Data extracted from a collection:
※ ※ ※

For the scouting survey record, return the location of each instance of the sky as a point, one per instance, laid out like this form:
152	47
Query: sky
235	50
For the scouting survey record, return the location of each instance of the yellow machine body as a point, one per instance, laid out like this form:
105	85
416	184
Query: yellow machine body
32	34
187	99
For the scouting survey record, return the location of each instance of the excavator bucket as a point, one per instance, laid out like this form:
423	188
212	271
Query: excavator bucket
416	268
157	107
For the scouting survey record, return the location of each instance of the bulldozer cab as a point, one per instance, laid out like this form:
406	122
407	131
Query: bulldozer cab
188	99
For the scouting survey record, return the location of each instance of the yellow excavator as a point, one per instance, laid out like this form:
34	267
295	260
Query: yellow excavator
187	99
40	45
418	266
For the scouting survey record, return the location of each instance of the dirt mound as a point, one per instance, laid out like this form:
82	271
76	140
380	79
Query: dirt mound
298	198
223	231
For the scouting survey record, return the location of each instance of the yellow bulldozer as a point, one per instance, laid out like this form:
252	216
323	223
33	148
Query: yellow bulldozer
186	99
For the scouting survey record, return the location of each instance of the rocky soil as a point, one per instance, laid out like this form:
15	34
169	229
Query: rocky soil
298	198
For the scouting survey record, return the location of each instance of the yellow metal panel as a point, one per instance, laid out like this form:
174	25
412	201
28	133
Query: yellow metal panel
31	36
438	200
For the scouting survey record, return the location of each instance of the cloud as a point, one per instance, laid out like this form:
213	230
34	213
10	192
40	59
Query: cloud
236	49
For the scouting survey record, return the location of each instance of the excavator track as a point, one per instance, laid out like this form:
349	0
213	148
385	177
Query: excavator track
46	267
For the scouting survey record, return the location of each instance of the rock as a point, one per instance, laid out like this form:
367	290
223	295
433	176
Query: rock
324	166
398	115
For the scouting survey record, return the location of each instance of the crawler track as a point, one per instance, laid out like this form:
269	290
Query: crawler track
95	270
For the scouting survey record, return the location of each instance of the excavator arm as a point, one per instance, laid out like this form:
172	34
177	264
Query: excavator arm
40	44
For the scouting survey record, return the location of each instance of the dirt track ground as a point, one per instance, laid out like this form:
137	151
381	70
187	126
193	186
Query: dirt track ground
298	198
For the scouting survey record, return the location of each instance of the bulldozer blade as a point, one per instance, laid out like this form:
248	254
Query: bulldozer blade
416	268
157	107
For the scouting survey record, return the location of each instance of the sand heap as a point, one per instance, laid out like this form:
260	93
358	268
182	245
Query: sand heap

※ ※ ※

**DIRECTIONS**
Restate each record above word for word.

**ANSWER AREA**
For the scouting survey record, return the location of each instance of the sky as a point, one per instance, laid out like this form:
152	47
Query: sky
235	50
For the scouting survey record, return the location of each instance of the yellow machine body as a point, one per instance, laid out like this form:
105	85
416	184
Query: yellow machine body
32	34
187	99
For the scouting survey record, return the location of each instance of the excavator bucket as a point, one per instance, laid out like this form:
423	188
212	271
Query: excavator bucket
416	268
157	107
For the scouting survey record, return the location of each instance of the bulldozer cab as a point, one per instance, laid out like this form:
406	122
407	131
Query: bulldozer cab
188	99
For the scouting survey record, return the location of each instance of the yellow excavator as a point, one per instance, laid out like this form:
34	267
295	260
Query: yellow excavator
187	99
40	45
418	266
For the scouting survey record, return the location of each instance of the dirt mound as a point, one per instance, laid out like this form:
82	271
76	140
380	79
Query: dirt mound
298	198
223	231
For the scouting survey record, return the location of each instance of the yellow bulldozer as a point, one per instance, laid out like this form:
252	216
323	223
33	148
Query: yellow bulldozer
186	99
For the scouting survey record, return the location of each instance of the rocky soil as a point, one per instance, laid out like this form:
15	34
169	229
Query: rocky soil
298	198
For the scouting survey record, return the location of each instance of the yellow metal panel as a point, one per instance, laid out like this form:
174	25
412	201
28	133
Query: yellow metal panel
31	36
438	200
For the scouting survey record, return the location of each instance of the cloud as a point, one per instance, laid out like this form:
213	230
34	213
10	192
40	59
Query: cloud
236	49
For the scouting survey record, return the location of each instance of the excavator track as a point, one per instance, laid out like this form:
349	0
213	148
385	177
Query: excavator track
46	267
For the scouting survey record, return the location of each instance of the rock as a point, one per instance, laid out like this form:
367	290
223	295
433	176
Query: rock
324	166
398	115
For the scouting survey record, return the location of each instance of the crawler track as a point, one per instance, laid out like this form:
269	290
Query: crawler track
95	270
For the scouting survey record, return the location of each instance of the excavator arm as a point, one per instance, laid out like this form:
172	34
177	264
Query: excavator arm
40	44
For the scouting survey record, return the location of each instance of the dirt track ground as a point, one per instance, laid out like this form:
137	151
381	70
187	126
193	186
Query: dirt track ground
298	198
For the scouting survey record, return the location of each instance of the bulldozer blade as a point, one per instance, laid out like this form:
248	254
Query: bulldozer blade
416	268
157	107
For the scouting survey record, return the location of each instance of the sand heap as a point, one per instance, laid out like this form:
260	93
358	268
182	245
Query: sand heap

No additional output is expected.